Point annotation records
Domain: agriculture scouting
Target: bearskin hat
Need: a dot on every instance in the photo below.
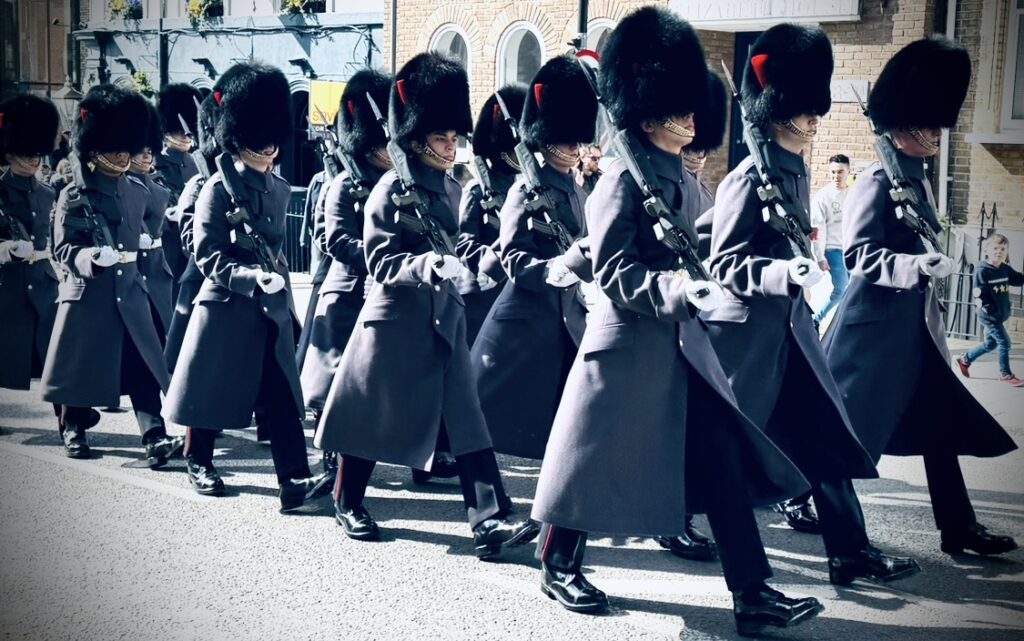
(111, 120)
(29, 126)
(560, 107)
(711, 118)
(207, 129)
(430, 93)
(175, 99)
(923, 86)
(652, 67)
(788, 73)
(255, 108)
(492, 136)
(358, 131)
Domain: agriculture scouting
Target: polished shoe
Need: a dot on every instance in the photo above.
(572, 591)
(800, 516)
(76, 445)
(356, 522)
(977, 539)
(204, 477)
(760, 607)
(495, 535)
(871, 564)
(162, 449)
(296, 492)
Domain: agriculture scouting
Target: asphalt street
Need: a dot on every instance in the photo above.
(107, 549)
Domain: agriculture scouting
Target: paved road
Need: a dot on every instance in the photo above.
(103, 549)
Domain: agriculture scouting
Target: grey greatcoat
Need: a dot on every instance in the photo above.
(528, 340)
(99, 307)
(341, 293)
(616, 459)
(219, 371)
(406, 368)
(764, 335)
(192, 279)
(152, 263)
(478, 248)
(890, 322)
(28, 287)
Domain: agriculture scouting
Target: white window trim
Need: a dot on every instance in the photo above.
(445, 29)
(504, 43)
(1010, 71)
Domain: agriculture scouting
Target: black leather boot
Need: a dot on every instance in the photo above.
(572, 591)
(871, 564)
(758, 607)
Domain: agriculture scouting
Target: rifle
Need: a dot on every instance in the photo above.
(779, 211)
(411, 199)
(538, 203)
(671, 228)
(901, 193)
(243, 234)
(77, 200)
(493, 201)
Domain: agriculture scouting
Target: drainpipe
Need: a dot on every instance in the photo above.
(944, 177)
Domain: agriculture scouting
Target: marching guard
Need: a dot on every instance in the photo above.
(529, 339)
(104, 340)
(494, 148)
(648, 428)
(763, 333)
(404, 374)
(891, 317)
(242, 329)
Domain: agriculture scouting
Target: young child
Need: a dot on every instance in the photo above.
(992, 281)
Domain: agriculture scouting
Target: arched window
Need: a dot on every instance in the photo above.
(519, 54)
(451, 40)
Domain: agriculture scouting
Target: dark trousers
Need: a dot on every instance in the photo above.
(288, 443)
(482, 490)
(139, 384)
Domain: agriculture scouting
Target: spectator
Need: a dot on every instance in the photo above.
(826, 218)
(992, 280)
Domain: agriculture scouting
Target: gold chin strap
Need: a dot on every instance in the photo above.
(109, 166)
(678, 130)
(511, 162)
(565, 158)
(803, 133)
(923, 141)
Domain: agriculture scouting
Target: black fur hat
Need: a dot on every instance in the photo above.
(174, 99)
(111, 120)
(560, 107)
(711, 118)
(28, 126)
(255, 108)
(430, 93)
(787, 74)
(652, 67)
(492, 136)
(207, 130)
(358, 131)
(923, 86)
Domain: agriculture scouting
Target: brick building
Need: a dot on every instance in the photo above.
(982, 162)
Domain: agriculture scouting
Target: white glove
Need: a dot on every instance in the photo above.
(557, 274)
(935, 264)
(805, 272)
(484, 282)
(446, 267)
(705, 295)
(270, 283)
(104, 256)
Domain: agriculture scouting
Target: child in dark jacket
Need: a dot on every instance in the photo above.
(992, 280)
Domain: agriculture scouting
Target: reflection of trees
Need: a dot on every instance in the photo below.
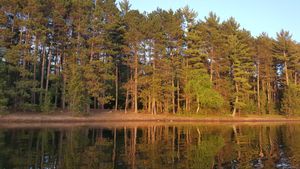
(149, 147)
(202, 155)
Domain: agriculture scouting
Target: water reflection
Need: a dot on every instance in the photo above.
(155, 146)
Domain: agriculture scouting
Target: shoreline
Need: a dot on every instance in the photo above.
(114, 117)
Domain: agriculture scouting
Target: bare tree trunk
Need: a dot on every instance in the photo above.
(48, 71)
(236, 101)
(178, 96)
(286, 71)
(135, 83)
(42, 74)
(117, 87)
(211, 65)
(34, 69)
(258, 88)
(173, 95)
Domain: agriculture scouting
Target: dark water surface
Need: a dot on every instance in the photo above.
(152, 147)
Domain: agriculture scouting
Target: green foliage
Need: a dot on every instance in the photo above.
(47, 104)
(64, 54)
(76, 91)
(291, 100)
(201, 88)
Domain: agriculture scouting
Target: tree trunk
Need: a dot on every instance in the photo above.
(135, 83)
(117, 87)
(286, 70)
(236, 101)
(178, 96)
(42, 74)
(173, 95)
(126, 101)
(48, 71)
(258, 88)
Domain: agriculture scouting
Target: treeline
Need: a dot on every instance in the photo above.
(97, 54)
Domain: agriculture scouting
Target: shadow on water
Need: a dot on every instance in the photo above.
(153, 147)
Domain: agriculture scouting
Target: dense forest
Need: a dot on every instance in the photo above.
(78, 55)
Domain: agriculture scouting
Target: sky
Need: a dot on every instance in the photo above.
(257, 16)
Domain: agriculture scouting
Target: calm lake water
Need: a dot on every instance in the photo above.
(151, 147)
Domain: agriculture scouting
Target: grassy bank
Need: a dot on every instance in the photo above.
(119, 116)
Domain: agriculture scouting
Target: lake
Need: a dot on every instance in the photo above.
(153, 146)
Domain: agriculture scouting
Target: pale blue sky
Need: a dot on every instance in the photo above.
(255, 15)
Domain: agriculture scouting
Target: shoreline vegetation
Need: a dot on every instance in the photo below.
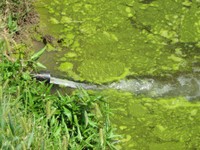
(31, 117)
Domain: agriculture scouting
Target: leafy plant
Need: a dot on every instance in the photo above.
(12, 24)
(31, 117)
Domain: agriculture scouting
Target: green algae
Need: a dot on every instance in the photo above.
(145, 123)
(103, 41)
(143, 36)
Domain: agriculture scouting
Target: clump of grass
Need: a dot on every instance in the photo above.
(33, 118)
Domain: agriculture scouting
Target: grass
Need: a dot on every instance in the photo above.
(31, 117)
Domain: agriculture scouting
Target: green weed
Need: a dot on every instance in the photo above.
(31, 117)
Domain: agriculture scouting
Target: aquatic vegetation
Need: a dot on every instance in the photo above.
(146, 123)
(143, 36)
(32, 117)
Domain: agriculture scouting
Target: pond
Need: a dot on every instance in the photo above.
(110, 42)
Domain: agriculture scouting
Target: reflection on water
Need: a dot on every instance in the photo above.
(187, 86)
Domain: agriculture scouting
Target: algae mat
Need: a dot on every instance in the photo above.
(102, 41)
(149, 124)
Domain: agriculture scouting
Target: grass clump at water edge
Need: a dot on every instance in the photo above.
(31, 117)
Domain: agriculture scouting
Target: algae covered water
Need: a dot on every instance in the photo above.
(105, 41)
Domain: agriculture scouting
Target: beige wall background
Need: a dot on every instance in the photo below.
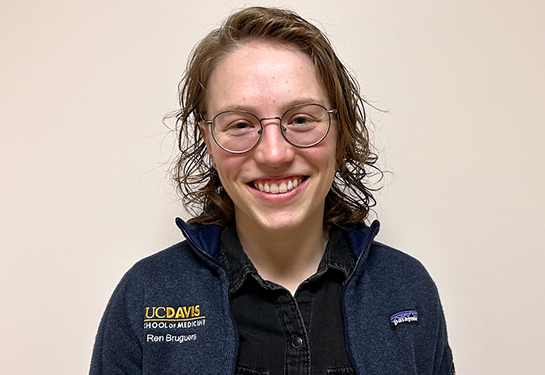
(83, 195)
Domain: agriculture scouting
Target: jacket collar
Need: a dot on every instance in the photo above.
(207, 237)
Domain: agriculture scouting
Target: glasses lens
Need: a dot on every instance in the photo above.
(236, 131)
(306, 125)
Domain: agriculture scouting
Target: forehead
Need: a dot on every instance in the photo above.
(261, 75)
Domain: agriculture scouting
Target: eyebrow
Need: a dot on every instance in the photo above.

#### Stated problem
Copy out all of the data word for word. Do not carry over any picture.

#### Reply to the exercise
Domain: agriculture scouting
Target: bearskin hat
Need: a dot on every instance in the photo below.
(111, 120)
(29, 126)
(560, 107)
(711, 118)
(207, 129)
(430, 93)
(175, 99)
(923, 86)
(652, 67)
(788, 73)
(255, 108)
(492, 136)
(358, 131)
Domain: agriculture scouting
Target: polished shoe
Need: a dot on every instance in the photo above.
(572, 591)
(800, 516)
(76, 445)
(356, 522)
(977, 539)
(204, 477)
(760, 607)
(495, 535)
(871, 564)
(162, 449)
(296, 492)
Domain: agriculture scouting
Target: asphalt street
Need: a dot on every instance in the photo above.
(107, 549)
Domain: agriculture scouting
Target: paved road
Need: a dot on every instance in the photo above.
(103, 549)
Domain: agriculture scouting
Target: grey greatcoat
Need: a dot on every instance in the photo above.
(528, 340)
(99, 307)
(341, 293)
(616, 459)
(219, 371)
(406, 368)
(764, 335)
(192, 279)
(152, 263)
(478, 248)
(890, 322)
(28, 287)
Domain: agriculture scouting
Target: white window trim
Need: a dot on every instance in the photo above.
(445, 29)
(504, 43)
(1010, 71)
Domain: agriculture scouting
Target: black leather boot
Need: a dot on every instance in the photo above.
(572, 591)
(871, 564)
(758, 607)
Domain: agriculture scouting
Target: rifle
Need: a dot on every instance in the photo above.
(779, 211)
(411, 199)
(538, 203)
(671, 228)
(901, 193)
(243, 234)
(77, 200)
(493, 201)
Domain: agriculture scouting
Target: drainpipe
Need: a dot on every instance in the photo above.
(944, 177)
Domain: agriculture scouting
Target: marching guard
Need: a dot on every instance in the photo above.
(529, 339)
(104, 340)
(494, 148)
(648, 428)
(763, 333)
(404, 374)
(891, 317)
(242, 329)
Domain: agriculture scouting
Target: young child
Need: a dot on every instance in the photo above.
(992, 281)
Domain: agriculture scouting
Target: arched window
Need: a dot on every instance in the photo above.
(519, 54)
(451, 40)
Domain: agriculture scouting
Target: dark trousers
Need: a dot on every instance in the photo above.
(288, 443)
(482, 490)
(139, 384)
Domain: agriculture scouting
Target: spectator
Need: a dot on every instance in the photo above.
(826, 218)
(992, 280)
Domain: agriculture scouting
Target: gold chin strap
Need: a dot on every instance in the photo above.
(109, 166)
(678, 130)
(511, 162)
(565, 158)
(803, 133)
(923, 141)
Domain: agriculture scouting
Target: black fur hat
Need: a dot on every instance in the photo above.
(174, 99)
(111, 120)
(560, 107)
(711, 118)
(28, 126)
(255, 108)
(430, 93)
(787, 74)
(652, 67)
(492, 136)
(207, 130)
(358, 131)
(923, 86)
Domain: agriculture scouting
Target: brick building
Need: a dot on every instance in the photo above.
(982, 162)
Domain: agriculture scouting
Target: white glove
Need: a dot on every instance in the photo above.
(557, 274)
(935, 264)
(805, 272)
(484, 282)
(446, 267)
(705, 295)
(270, 283)
(104, 256)
Domain: agriculture scouting
Target: child in dark jacket
Need: a dot on every instance in the photo above.
(992, 280)
Domain: agriculture scouting
Target: reflection of trees
Need: a dot on every instance in the photo below.
(149, 147)
(202, 155)
Domain: agriculture scouting
Target: water reflection
Need: a dot on every instance in the photo above.
(155, 146)
Domain: agriculture scouting
Target: shoreline
Need: a dot on every instance in the photo above.
(114, 117)
Domain: agriculture scouting
Target: bare tree trunk
Need: a dot on every instance in the photo above.
(48, 71)
(236, 101)
(178, 96)
(286, 71)
(135, 83)
(42, 74)
(117, 87)
(211, 65)
(34, 69)
(258, 88)
(173, 95)
Domain: agriculture scouting
Target: dark water surface
Need: a dot on every instance in the photo above.
(152, 147)
Domain: agriculture scouting
Target: green foliage
Need: a dot on every instance in the photo above.
(47, 104)
(64, 54)
(76, 91)
(291, 100)
(201, 88)
Domain: agriculture scouting
Target: tree trunk
Need: a dot on every instance in the photo above.
(135, 83)
(117, 87)
(286, 70)
(236, 101)
(178, 96)
(42, 74)
(173, 95)
(126, 101)
(48, 71)
(258, 88)
Domain: agriculture scouting
Target: treeline
Need: a dot on every instance in the photo above.
(97, 54)
Domain: agriculture scouting
Target: shadow on water
Need: a dot on every instance in the photo above.
(153, 147)
Domain: agriculture scouting
Target: dense forest
Need: a dot on every instance in the photo above.
(78, 55)
Domain: agriculture scouting
Target: sky
Need: a dot on every instance in the photo above.
(257, 16)
Domain: agriculture scouting
Target: calm lake water
Need: a dot on every instance in the photo above.
(151, 147)
Domain: agriculture scouting
Target: grassy bank
Need: a dot on every instance in the photo above.
(119, 116)
Domain: agriculture scouting
Target: lake
Need: a dot on every instance in the photo above.
(153, 146)
Domain: agriculture scouting
Target: pale blue sky
Need: a dot on every instance in the photo above.
(255, 15)
Domain: agriculture scouting
Target: shoreline vegetation
Need: a dot on every instance in the photo below.
(31, 117)
Domain: agriculture scouting
Target: leafy plant
Need: a dot on every instance in the photo above.
(12, 24)
(31, 117)
Domain: agriculture scouting
Target: green algae
Need: a dot on every instance in the photo above.
(145, 123)
(103, 41)
(143, 36)
Domain: agriculture scouting
Target: clump of grass
Need: a dot on every instance in the photo above.
(33, 118)
Domain: agriculture scouting
Target: grass
Need: a dot on every instance in the photo above.
(31, 117)
Domain: agriculture scouting
Target: green weed
Need: a dot on every instance in the photo above.
(31, 117)
Domain: agriculture scouting
Target: aquatic vegetation
Need: a dot on every instance in the photo above.
(146, 123)
(143, 36)
(32, 117)
Domain: agriculture scouting
Target: pond
Need: a dot on every instance in the photo above.
(110, 42)
Domain: agriculture scouting
Target: reflection on water
Need: a dot on every instance in the photo above.
(187, 86)
Domain: agriculture scouting
Target: algae mat
Need: a dot on every instance in the photo above.
(102, 41)
(149, 124)
Domain: agriculture scouting
Target: grass clump at water edge
Need: a dot on every instance in the photo above.
(31, 117)
Domain: agriculture scouting
Target: algae covered water
Need: a dot on every instance in the photo above.
(105, 41)
Domain: agriculture scouting
Target: beige wall background
Need: a dot on every instance in the photo below.
(83, 195)
Domain: agriculture scouting
Target: jacket collar
Need: a dot on every instance in the photo above.
(207, 237)
Domain: agriculture scouting
Target: glasses lens
Need: a dot on every instance in the photo above.
(236, 131)
(306, 125)
Domain: agriculture scouting
Target: forehead
Need: a dot on every instance in the photo above.
(261, 75)
Domain: agriculture scouting
Target: eyebrow
Need: a dot on every instance in the photo above.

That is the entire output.